### Work to do
Duplicate all of the data below, reproducing every line without any change.

### Collected data
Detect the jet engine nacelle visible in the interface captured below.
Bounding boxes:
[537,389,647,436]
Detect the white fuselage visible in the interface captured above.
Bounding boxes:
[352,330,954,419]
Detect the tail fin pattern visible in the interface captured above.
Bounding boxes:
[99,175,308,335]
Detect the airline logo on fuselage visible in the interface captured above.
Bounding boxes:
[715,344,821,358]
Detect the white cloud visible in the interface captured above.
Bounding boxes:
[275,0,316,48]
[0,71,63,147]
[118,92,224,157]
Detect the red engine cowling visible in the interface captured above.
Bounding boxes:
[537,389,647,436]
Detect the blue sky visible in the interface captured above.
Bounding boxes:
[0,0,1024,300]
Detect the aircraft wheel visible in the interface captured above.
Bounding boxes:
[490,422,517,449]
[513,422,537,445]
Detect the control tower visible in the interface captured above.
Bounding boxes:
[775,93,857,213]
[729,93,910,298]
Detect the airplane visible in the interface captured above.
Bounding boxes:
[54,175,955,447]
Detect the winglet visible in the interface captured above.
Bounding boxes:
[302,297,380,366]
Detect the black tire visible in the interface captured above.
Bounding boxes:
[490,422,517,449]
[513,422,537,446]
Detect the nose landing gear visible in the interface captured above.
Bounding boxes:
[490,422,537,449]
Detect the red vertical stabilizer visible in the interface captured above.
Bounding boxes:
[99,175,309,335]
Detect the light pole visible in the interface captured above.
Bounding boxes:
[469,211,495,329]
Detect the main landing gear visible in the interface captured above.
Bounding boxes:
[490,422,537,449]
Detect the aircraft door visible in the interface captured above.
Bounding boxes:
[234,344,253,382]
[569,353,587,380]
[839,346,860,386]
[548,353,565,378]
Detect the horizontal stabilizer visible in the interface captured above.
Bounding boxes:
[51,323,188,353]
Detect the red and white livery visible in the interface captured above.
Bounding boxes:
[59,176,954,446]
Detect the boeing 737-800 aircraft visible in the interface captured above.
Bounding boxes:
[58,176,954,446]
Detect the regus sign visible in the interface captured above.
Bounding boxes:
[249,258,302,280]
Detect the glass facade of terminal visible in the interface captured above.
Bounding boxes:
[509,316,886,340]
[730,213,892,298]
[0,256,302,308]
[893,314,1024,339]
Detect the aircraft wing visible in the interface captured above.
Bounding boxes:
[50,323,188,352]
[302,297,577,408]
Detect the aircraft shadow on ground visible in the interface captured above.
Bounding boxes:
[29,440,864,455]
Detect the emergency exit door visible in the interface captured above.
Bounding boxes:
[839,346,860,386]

### Result below
Detect the jet engine nacelle visible in the interface captured below.
Bounding boxes:
[537,389,647,436]
Detect the white fuselage visible in the interface captured above.
Bounding boxes:
[352,330,954,419]
Detect the tail fin pattern visible in the interface captured above.
Bounding boxes:
[99,175,308,335]
Detect the airline logo on fuselage visible in the interface captured above.
Bounding boxes:
[715,344,821,358]
Detect the white cloud visible in the interface captured above.
Bounding boxes:
[275,0,316,48]
[0,71,63,147]
[118,92,224,157]
Detect the red engine cowling visible in the interface captured above.
Bounding boxes:
[537,389,647,436]
Detect the blue sky visible in the interface captured above.
Bounding boxes:
[0,0,1024,300]
Detect the aircraft wheel visible in the interface captured above.
Bounding boxes:
[490,422,517,449]
[513,422,537,445]
Detect the control tower visible in the interface captured above.
Bounding boxes:
[775,93,857,213]
[729,93,910,298]
Detect the airplane visible in the interface captured above.
Bounding boxes:
[54,175,955,447]
Detect the winglet visible in the interface captured above.
Bounding boxes:
[302,297,380,366]
Detect the black tire visible in the interface captured above.
Bounding boxes:
[490,422,517,449]
[513,422,537,446]
Detect the nose landing gear visible in the interface captured above.
Bounding boxes:
[490,422,537,449]
Detect the red vertical stabilizer visible in the interface captured above.
Bounding boxes:
[99,175,309,335]
Detect the light pole visible in the interface captured above.
Bounding boxes:
[469,211,495,329]
Detect the main landing gear visible in the interface captured above.
Bounding boxes:
[490,422,537,449]
Detect the aircraft door visible in the interface captured above.
Bounding boxes:
[234,344,253,382]
[569,353,587,380]
[839,346,860,386]
[548,353,565,378]
Detect the horizontal stabilizer visible in the interface captured above.
Bounding boxes:
[51,323,188,353]
Detect the red and white livery visible in the interface captured above.
Bounding boxes:
[59,176,954,446]
Detect the boeing 737-800 aircraft visible in the interface captured above.
Bounding boxes:
[58,176,954,446]
Detect the regus sign visible in the interface captured above.
Bounding boxes:
[249,258,302,280]
Detect the glass facade of terminal visible in the interface captured above.
Bounding boxes:
[509,316,886,340]
[730,213,892,298]
[0,256,302,308]
[893,314,1024,339]
Detect the aircraft wing visible in the interface captured above.
Bounding boxes:
[50,323,188,352]
[302,297,577,408]
Detect the aircraft shadow on ground visible in the interface captured above.
Bounding boxes:
[29,440,864,455]
Detect the emergency exit door visible in the interface captured above.
Bounding boxes:
[839,346,860,386]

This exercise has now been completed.